▶ Document segment:
----------------------------------------

Bank of America Government Lending Fulfillment Center


Thank you, Jane (LeJeune). Thanks, Allen (Jones). I am pleased to come here during “National Homeownership Month,” here to the front lines of lending. I want to congratulate the Bank of America for establishing this Government Lending Fulfillment Center. We want to make sure that people get the right mortgage for the right home. FHA is a key component in the national housing market. It provides valuable stability and liquidity. It is historically an agency that helps low-income Americans find a home. It is rock solid. It is not going anywhere. It is a steady, predictable partner in homeownership, with the last payment the same as the first payment.

I am pleased that Bank of America understands the importance of FHA.

Bank of America has a history of stepping forward in a time of crisis. Inside this bank there is a story about the early days. The founder of the bank, an Italian immigrant named Amadeo Peter Giannini, believed a bank had a sacred relationship with its customers. So after the San Francisco earthquake in 1906, he laid out two planks on the wharf and kept the bank running while other banks stood stock still, doors closed as the city began its recovery.

----------------------------------------

▶ Given information:
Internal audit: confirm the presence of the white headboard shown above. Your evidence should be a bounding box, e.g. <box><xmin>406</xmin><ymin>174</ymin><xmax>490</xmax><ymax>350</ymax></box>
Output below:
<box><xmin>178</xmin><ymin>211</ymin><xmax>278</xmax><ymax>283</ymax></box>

----------------------------------------

▶ Brief 1:
According to the speech, who founded Bank of America?
▶ Brief 2:
Swap "planks" for "boards" and write out the speech between "Bank of America has" and "began its recovery.", inclusive.
Use only the speech; the lines are not needed.

▶ Output 1:
An Italian immigrant named Amadeo Peter Giannini.

▶ Output 2:
Bank of America has a history of stepping forward in a time of crisis. Inside this bank there is a story about the early days. The founder of the bank, an Italian immigrant named Amadeo Peter Giannini, believed a bank had a sacred relationship with its customers. So after the San Francisco earthquake in 1906, he laid out two boards on the wharf and kept the bank running while other banks stood stock still, doors closed as the city began its recovery.